### [Request]
Report every line of the data below that contains the string "response", copying each line in full. Case counts.

-- start of Records supplied --

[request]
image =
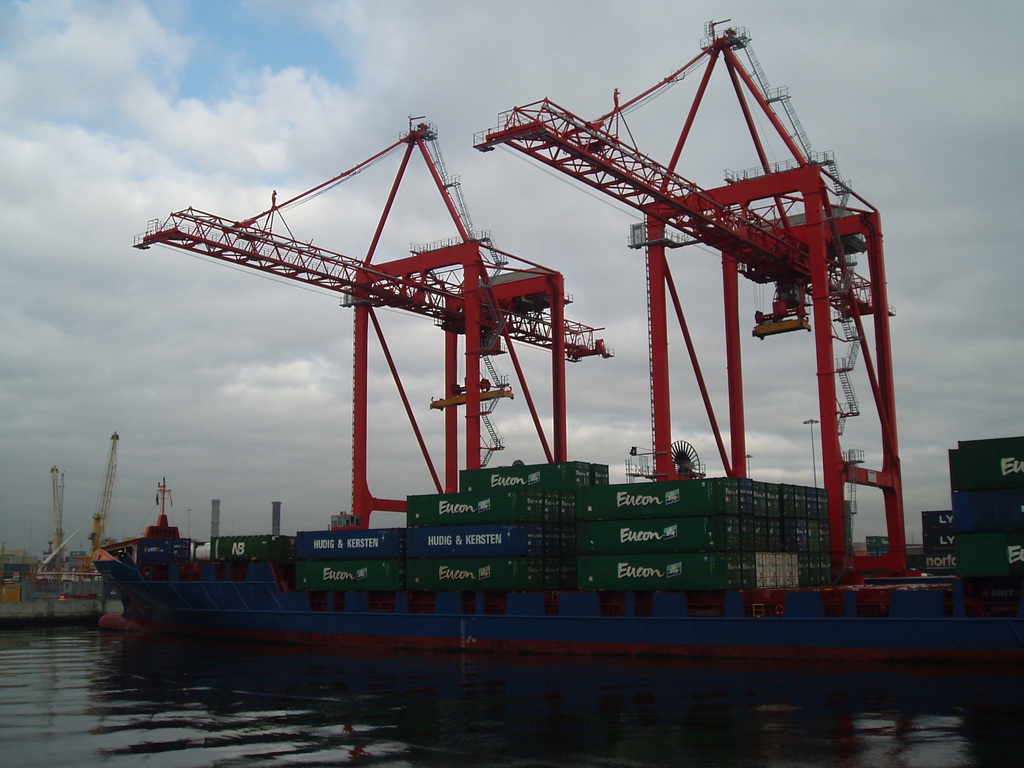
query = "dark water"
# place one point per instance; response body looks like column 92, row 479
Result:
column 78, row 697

-- end of Records supplied --
-- start of Records supplied --

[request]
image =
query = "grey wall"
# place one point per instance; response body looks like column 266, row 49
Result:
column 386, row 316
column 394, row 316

-- end of Records supplied --

### [Output of the task]
# place one point per instance; response body looks like column 92, row 479
# place one point per instance; response body looks like column 266, row 49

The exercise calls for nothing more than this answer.